• **Textauszug**
In "Wing on Wing" arbeiten Sie mit sound samples, die über Lautsprecher zugespielt werden. Wie wird das konkret realisiert, kommt der Klang von zwei Lautsprechern vorne auf der Bühne oder zirkuliert er im Raum? mehr...

Esa-Pekka Salonen - "Ich will, dass Musik Teil der Gesellschaft ist"
in: Welt am Sonntag, 23.11.2008, Hamburg-Teil. 

Instrumentale Virtuosität hat Sie schon immer fasziniert. Warum hat es 28 Jahre gedauert, bis Sie nun Ihr zweites Konzert geschrieben haben?
Esa-Pekka Salonen: In meiner Studienzeit war der Gedanke eines Solokonzertes problematisch geworden. Die Konzerte, die in den 1970- und 80er-Jahren geschrieben worden sind, waren eher "Anti-Konzerte". Die Idee, Virtuosität zur Schau zu stellen, gehörte einfach nicht zur ästhetischen Grammatik der Zeit. Gerade die Vorstellung, ein Klavierkonzert zu schreiben, erschien mir als ausgesprochen schwierig. Die beiden einzigen Klavierkonzerte der Nachkriegsmusik, die es ins Repertoire geschafft haben, sind die Konzerte von Ligeti und Lutoslawski. Wer das Wort "Virtuosenkonzert" hört, denkt an irgendwelche Charakterstücke von Kreisler oder Sarasate. Das Herausforderung für mich war, Virtuosität und musikalische Bedeutsamkeit zu verbinden. Die Zeiten haben sich geändert. Heute ist es wieder leichter, eine solche Synthese zu erreichen. Es gibt nicht mehr diese vielen Tabus, was ein Komponist angeblich nicht schreiben darf. Und das ist gut so - für die Leute, die Musik schreiben und vor allem für die Hörer.

Welches Modell hatten Sie für Ihr Konzert? Die dreisätzige Satzfolge erinnert an die klassische Form aller Konzerte von Bach bis Bartók.

• **Erfasste Daten**
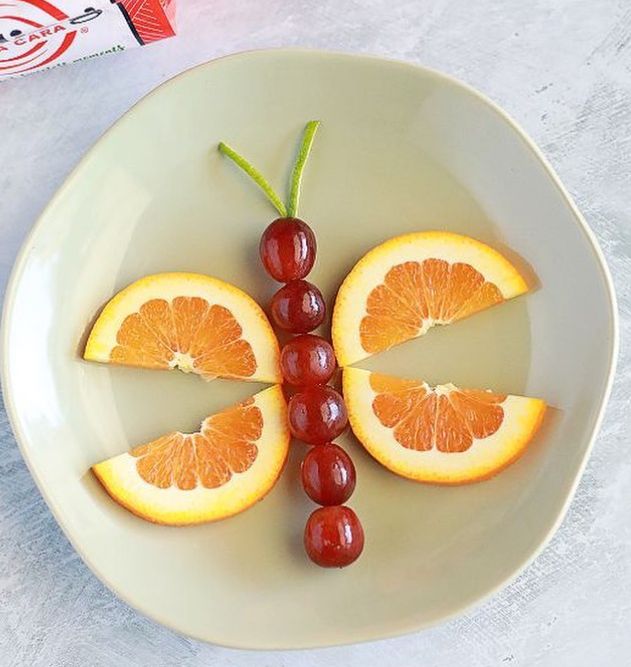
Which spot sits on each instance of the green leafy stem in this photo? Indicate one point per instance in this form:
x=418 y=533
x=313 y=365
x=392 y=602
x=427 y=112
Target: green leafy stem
x=306 y=144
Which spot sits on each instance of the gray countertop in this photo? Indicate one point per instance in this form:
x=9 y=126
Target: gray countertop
x=562 y=68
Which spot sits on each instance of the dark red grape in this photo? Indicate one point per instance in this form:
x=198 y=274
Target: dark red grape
x=288 y=249
x=328 y=475
x=317 y=414
x=306 y=360
x=334 y=536
x=298 y=307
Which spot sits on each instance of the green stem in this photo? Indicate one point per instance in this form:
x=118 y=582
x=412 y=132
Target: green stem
x=255 y=175
x=299 y=167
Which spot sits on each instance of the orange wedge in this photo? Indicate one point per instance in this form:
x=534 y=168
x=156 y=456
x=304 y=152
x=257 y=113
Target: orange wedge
x=228 y=465
x=187 y=321
x=405 y=286
x=443 y=434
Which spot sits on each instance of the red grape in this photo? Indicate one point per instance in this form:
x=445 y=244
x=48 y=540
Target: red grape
x=328 y=475
x=288 y=249
x=307 y=359
x=298 y=307
x=334 y=536
x=317 y=414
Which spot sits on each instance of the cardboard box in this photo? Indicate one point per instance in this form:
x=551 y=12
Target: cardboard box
x=37 y=35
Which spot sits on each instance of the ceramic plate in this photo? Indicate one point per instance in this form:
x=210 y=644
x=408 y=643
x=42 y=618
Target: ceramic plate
x=401 y=148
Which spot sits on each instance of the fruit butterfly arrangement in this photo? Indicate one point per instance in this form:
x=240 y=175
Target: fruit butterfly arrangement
x=396 y=292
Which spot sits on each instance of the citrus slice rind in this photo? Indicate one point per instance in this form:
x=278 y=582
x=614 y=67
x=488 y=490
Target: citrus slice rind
x=410 y=283
x=183 y=479
x=188 y=321
x=428 y=447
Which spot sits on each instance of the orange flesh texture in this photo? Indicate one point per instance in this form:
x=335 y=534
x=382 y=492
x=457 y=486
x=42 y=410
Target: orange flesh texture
x=224 y=445
x=414 y=292
x=210 y=335
x=422 y=419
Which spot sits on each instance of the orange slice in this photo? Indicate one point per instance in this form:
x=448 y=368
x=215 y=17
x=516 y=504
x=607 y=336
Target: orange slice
x=229 y=464
x=405 y=286
x=443 y=434
x=188 y=321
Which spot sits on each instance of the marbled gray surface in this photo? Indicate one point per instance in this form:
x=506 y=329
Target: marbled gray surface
x=562 y=68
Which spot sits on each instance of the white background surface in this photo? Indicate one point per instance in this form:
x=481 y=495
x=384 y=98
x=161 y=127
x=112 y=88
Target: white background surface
x=562 y=68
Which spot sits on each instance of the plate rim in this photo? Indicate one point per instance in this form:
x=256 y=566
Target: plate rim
x=405 y=627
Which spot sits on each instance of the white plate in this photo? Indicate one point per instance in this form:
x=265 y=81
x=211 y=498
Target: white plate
x=401 y=148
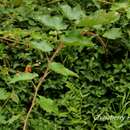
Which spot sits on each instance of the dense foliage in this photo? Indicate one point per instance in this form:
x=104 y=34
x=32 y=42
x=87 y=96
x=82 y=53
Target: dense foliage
x=87 y=81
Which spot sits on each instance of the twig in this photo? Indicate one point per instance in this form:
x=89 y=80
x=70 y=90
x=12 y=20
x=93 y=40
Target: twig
x=42 y=79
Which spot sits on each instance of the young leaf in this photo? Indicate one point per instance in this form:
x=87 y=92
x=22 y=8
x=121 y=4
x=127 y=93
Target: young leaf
x=23 y=76
x=42 y=46
x=54 y=22
x=72 y=13
x=4 y=94
x=99 y=18
x=59 y=68
x=47 y=104
x=113 y=33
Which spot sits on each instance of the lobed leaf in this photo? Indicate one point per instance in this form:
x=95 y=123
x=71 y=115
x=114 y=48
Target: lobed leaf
x=99 y=18
x=54 y=22
x=72 y=13
x=113 y=33
x=47 y=104
x=41 y=45
x=59 y=68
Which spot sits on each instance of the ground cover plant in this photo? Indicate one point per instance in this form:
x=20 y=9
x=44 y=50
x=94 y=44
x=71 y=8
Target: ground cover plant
x=64 y=65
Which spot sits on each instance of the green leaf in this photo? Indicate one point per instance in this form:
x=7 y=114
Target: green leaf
x=75 y=39
x=60 y=69
x=118 y=6
x=54 y=22
x=47 y=104
x=13 y=118
x=128 y=13
x=128 y=111
x=72 y=13
x=4 y=94
x=113 y=33
x=23 y=76
x=41 y=45
x=99 y=18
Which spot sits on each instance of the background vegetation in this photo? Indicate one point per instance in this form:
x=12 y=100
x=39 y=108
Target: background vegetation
x=84 y=48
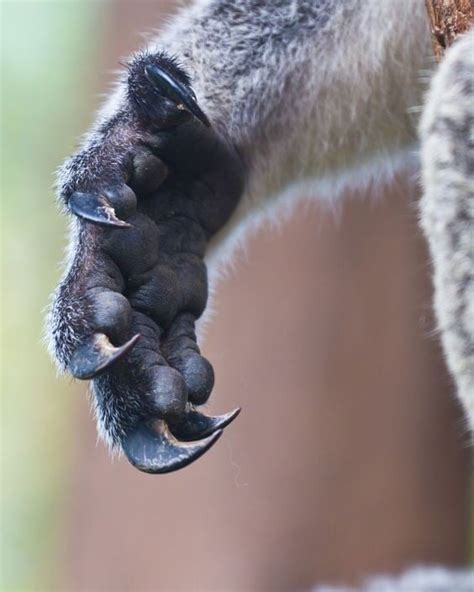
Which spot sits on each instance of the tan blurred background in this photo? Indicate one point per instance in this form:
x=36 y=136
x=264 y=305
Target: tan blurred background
x=349 y=456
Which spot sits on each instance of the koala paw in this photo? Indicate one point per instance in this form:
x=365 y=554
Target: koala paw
x=149 y=188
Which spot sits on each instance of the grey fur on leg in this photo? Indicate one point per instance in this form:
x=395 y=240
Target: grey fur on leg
x=447 y=208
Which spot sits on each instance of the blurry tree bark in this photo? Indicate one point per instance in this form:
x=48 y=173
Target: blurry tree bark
x=448 y=20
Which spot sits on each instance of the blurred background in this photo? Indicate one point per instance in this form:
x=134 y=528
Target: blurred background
x=349 y=456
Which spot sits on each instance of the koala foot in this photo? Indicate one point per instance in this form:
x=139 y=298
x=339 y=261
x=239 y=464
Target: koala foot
x=146 y=192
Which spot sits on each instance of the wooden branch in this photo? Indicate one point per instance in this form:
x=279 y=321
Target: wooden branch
x=448 y=20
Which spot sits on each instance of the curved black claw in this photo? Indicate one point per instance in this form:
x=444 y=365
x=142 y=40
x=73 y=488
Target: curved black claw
x=95 y=208
x=174 y=90
x=96 y=354
x=195 y=425
x=153 y=449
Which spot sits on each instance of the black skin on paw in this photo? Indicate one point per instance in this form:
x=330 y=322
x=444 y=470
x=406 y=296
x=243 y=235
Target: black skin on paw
x=149 y=191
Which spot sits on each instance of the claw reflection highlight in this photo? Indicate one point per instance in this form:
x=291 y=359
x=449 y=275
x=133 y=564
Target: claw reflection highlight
x=95 y=208
x=174 y=90
x=153 y=449
x=95 y=355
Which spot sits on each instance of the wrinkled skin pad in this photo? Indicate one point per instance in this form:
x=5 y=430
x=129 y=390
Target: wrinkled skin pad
x=147 y=192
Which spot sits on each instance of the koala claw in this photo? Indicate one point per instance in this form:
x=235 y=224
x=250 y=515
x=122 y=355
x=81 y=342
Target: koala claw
x=95 y=208
x=96 y=355
x=194 y=425
x=152 y=448
x=175 y=91
x=168 y=183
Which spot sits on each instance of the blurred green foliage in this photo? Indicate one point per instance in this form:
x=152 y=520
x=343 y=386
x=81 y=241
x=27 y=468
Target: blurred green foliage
x=49 y=54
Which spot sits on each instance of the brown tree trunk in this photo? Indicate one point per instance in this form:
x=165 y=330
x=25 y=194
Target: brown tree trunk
x=448 y=20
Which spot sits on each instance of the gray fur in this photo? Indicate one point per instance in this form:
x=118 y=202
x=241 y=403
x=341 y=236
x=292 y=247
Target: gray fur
x=447 y=208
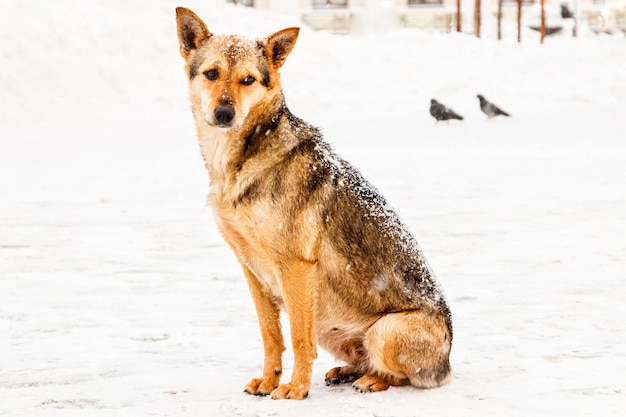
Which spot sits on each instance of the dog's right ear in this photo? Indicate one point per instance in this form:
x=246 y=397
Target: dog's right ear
x=191 y=31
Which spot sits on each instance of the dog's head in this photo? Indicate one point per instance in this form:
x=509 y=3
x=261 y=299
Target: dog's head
x=230 y=76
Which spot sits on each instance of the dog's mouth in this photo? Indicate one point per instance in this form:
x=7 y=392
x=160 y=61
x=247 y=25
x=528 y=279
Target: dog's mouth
x=223 y=117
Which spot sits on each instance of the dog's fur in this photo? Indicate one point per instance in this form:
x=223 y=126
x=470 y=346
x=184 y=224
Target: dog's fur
x=312 y=235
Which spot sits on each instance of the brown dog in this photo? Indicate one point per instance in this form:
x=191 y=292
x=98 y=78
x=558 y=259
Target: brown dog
x=312 y=235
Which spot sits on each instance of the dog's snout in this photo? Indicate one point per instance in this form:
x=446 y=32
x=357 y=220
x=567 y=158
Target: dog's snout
x=224 y=114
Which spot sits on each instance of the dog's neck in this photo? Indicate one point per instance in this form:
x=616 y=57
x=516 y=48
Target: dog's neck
x=227 y=151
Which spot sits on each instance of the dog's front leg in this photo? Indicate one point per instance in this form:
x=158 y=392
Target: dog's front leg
x=268 y=314
x=298 y=287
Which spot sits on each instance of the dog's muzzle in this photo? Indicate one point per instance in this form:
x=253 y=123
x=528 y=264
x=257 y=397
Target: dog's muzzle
x=224 y=115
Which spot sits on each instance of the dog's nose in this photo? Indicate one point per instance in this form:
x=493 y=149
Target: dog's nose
x=224 y=114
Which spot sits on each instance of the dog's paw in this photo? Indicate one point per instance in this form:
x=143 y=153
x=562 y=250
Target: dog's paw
x=341 y=375
x=370 y=383
x=261 y=386
x=291 y=391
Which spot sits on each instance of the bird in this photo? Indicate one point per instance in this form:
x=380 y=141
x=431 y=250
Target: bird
x=441 y=112
x=490 y=109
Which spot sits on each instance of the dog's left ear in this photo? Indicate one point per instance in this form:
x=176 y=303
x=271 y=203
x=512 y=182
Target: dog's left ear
x=191 y=31
x=279 y=45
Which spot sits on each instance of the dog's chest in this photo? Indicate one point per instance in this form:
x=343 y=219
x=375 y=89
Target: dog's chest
x=251 y=247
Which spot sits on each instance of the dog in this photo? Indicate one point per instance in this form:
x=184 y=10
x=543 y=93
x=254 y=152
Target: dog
x=312 y=235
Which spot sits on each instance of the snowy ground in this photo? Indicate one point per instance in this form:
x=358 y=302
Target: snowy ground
x=119 y=298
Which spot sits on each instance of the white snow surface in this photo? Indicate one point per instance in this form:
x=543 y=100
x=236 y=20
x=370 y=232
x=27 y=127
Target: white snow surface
x=118 y=297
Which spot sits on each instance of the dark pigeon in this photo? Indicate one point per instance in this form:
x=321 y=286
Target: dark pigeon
x=441 y=112
x=490 y=109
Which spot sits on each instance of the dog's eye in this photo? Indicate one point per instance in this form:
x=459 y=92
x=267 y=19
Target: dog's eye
x=211 y=74
x=249 y=80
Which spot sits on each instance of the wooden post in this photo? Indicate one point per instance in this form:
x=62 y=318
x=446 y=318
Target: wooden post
x=477 y=18
x=543 y=20
x=519 y=21
x=499 y=19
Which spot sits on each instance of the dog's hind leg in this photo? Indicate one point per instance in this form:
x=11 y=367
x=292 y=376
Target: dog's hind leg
x=412 y=347
x=269 y=321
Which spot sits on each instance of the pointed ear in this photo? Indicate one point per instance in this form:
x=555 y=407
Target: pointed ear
x=191 y=31
x=279 y=45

• **Gestellte Aufgaben**
[A] Welche beiden Klavierkonzerte der Nachkriegsmusik haben es laut dem Interview mit Esa-Pekka Salonen ins Repertoire geschafft?
[B] Knüpfe bitte an das Ende des Interviews mit Esa-Pekka Salonen an und setze es fort.
Die Zeilen haben mit dem Interview mit Esa-Pekka Salonen nichts zu tun.

• **Erwartete Antworten**
[A] Die Konzerte von Ligeti und Lutoslawski.

[B]
Salonen: Es gibt kein wirkliches Modell für mein Konzert, aber - das klingt jetzt ein wenig verrückt - ich habe viel an Mozart gedacht. Nicht was den Duktus der Musik angeht, aber was Mozarts Art betrifft, das Klavier in Dialog mit dem Orchester treten zu lassen. Statt der Gegenüberstellung von Individuum und Kollektiv betrachte ich das Klavier als eine Art Partner, der im Laufe des Konzerts verschiedene Rollen übernimmt. Es gibt unglaubliche Momente in Mozarts Konzerten, wo das Klavier zum Kammermusikpartner wird und z.B. mit den Holzbläsern zusammenspielt. Vor allem im ersten Satz habe ich mich entschlossen, das Klavier aus dem Orchester heraus- und hereinzoomen zu lassen. Das Klavier durchläuft mehrere Stadien, in denen es mehr oder minder dicht an der musikalischen Oberfläche ist: Es gibt die klassische Gegenüberstellung von Solisten und Orchester; es gibt Momente wo das Klavier zum Kammermusikpartner wird und andere Stellen, wo es ganz in der Textur des Orchesters versinkt und schließlich selbst zum Orchesterinstrument wird.

Die Musik im zweiten Satz Ihres Konzertes beschreiben Sie als "synthetische Volksmusik". Was hat man sich darunter vorzustellen?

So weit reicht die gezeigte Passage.